** Opening Records for the task block **

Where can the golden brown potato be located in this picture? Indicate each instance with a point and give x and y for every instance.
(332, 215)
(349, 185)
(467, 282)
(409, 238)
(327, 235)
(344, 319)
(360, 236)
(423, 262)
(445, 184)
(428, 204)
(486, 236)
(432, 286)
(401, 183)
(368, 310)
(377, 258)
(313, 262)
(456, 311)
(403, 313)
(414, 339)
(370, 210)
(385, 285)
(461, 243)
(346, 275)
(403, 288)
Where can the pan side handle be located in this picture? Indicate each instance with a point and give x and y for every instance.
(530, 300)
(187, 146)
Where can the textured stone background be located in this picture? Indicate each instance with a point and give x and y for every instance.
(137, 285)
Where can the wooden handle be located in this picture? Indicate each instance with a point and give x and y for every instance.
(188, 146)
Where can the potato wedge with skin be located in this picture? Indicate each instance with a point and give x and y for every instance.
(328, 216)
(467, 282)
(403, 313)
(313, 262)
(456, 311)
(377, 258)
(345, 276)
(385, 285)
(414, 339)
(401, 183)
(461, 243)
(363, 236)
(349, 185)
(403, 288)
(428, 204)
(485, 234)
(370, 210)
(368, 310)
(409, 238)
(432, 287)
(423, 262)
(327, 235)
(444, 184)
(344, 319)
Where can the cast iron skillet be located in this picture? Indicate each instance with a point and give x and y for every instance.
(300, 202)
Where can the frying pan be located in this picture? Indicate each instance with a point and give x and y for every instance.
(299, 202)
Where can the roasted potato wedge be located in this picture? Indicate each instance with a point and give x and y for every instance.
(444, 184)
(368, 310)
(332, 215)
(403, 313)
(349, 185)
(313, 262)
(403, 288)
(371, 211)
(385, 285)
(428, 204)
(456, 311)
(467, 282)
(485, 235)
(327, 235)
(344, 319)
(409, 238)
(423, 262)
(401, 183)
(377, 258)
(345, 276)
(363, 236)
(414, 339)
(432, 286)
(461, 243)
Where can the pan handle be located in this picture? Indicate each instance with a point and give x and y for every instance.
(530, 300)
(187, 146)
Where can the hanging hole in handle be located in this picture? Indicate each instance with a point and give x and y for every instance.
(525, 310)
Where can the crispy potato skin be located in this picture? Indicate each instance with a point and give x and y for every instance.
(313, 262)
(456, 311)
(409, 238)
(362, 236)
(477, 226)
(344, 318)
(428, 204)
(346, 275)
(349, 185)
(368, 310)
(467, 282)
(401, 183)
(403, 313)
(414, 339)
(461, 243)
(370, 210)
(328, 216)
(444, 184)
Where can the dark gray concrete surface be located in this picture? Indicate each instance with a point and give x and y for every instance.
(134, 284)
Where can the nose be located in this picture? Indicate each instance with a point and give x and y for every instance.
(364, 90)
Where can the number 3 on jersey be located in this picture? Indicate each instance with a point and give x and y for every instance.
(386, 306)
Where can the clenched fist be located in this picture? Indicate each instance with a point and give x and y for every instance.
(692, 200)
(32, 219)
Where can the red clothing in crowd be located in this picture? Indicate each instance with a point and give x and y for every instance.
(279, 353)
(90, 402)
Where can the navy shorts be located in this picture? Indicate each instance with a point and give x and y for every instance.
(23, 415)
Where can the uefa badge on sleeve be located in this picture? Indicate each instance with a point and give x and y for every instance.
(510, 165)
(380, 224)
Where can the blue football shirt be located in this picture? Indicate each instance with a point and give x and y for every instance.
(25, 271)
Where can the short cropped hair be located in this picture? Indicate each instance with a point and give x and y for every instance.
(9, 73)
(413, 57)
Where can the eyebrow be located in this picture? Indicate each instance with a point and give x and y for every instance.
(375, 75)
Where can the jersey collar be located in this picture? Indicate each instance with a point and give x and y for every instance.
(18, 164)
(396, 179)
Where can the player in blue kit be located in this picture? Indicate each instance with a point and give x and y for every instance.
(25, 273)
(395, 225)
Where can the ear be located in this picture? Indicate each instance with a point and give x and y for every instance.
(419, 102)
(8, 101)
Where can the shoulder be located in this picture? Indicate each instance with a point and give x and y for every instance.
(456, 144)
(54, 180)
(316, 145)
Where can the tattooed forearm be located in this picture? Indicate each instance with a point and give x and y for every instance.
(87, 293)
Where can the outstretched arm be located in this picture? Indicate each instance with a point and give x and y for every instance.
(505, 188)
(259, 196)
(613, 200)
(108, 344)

** Closing Records for the task block **

- [Your task]:
Give back every entry exactly.

- [Written response]:
Where can the golden brown potato be located in this picture? Indicate each instance with a point and give x and y for every instance.
(332, 215)
(349, 185)
(467, 282)
(409, 238)
(327, 235)
(344, 319)
(360, 236)
(423, 262)
(445, 184)
(428, 204)
(486, 236)
(432, 286)
(401, 183)
(368, 310)
(377, 258)
(313, 262)
(456, 311)
(403, 313)
(414, 339)
(370, 210)
(385, 285)
(461, 243)
(346, 275)
(403, 288)
Where can the pan side handle be located in this picture? Indicate each instance with a point and give x and y for every instance.
(530, 300)
(187, 146)
Where can the textured stone background be located in this picture? Indicate each instance with a point and give x and y for every instance.
(137, 285)
Where can the wooden handle be located in this picture? Indicate each instance with a point and give x and y for every instance.
(188, 146)
Where can the potato wedge with skin be located in this picture? Indicate each instance with a point and give x and y for every instance.
(328, 216)
(467, 282)
(403, 313)
(313, 262)
(456, 311)
(377, 258)
(345, 276)
(385, 285)
(414, 339)
(401, 183)
(461, 243)
(363, 236)
(349, 185)
(403, 288)
(428, 204)
(485, 234)
(370, 210)
(368, 310)
(409, 238)
(432, 287)
(423, 262)
(327, 235)
(444, 184)
(344, 319)
Where can the cast iron skillet be located in this picture? Indicate each instance with a point and give x and y for every instance.
(300, 202)
Where can the frying pan be located in this picture? Indicate each instance with a point and give x and y for every instance.
(299, 202)
Where can the roasted potato wedge be located in this picture? Indicate each instance with a point and give x and y for every instance.
(444, 184)
(368, 310)
(332, 215)
(403, 313)
(349, 185)
(313, 262)
(403, 288)
(371, 211)
(385, 285)
(428, 204)
(456, 311)
(467, 282)
(485, 235)
(327, 235)
(344, 319)
(409, 238)
(423, 262)
(401, 183)
(377, 258)
(345, 276)
(363, 236)
(414, 339)
(432, 286)
(461, 243)
Where can the pan handle be located in this picture? Indicate each instance with a point and give x and y for every instance.
(530, 300)
(187, 146)
Where can the hanging hole in handle be located in this picture? Indicate each instance with a point and give x and y for every instance.
(525, 310)
Where can the crispy potato skin be located in this picture? Indicate each instance with a point and give x and y for every instance.
(313, 262)
(456, 311)
(409, 238)
(362, 236)
(477, 226)
(344, 318)
(428, 204)
(346, 275)
(349, 185)
(368, 310)
(467, 282)
(401, 183)
(403, 313)
(414, 339)
(461, 243)
(370, 210)
(328, 216)
(444, 184)
Where can the dark gray concrete surface be located in this picture? Indicate each instance with a point and give x and y for every instance.
(134, 284)
Where can the nose be located in this picture? Indicate each instance with a point and give x and y for every instance.
(364, 90)
Where can the number 3 on jersey be located in this picture? Indicate each instance with a point and give x and y for every instance.
(386, 306)
Where can the clenched fist be located in this picture? Indicate each instance with a point and give x and y for every instance.
(692, 200)
(32, 219)
Where can the red clothing in crowd be located in this picture? Indicate each instance with a point and give x and y for every instance.
(279, 353)
(90, 402)
Where can the navy shorts be located in this picture? Indicate each instance with a point and give x and y for every instance.
(23, 415)
Where can the uefa badge on sleeve be located in this picture? Indicate each instance with a point and give x and y for every instance.
(510, 165)
(380, 224)
Where can the blue football shirt be located in this picture? Indicate each instance with a point and give x and y for every instance.
(25, 271)
Where can the short cropped hair be located in this picture? Indicate each instance with a point and give x and y for every instance.
(9, 73)
(413, 57)
Where can the eyebrow be located in this picture? Indicate each instance with a point and give x and y for every instance.
(375, 75)
Where can the jersey collar be located in this picture? Indicate each instance with a point and give x and y for every instance.
(18, 164)
(396, 179)
Where can the player in blue kit be located in this picture? Indicate each instance with a point and give x and y for every instance.
(25, 273)
(395, 225)
Where can the ear be located in this picture? Indicate each instance with a point and give x and y for every instance.
(419, 102)
(8, 101)
Where can the shoulder be located in this picture? Indicate each instance with a point and give x and y for every instance.
(456, 144)
(54, 180)
(316, 145)
Where can the tattooed forearm be located in this picture? Indicate each instance with a point and give x and y for every instance.
(87, 293)
Where can the outstretched arm be located in this picture? Indicate each instance with a point and give x and y for every instance.
(505, 188)
(259, 196)
(613, 200)
(108, 344)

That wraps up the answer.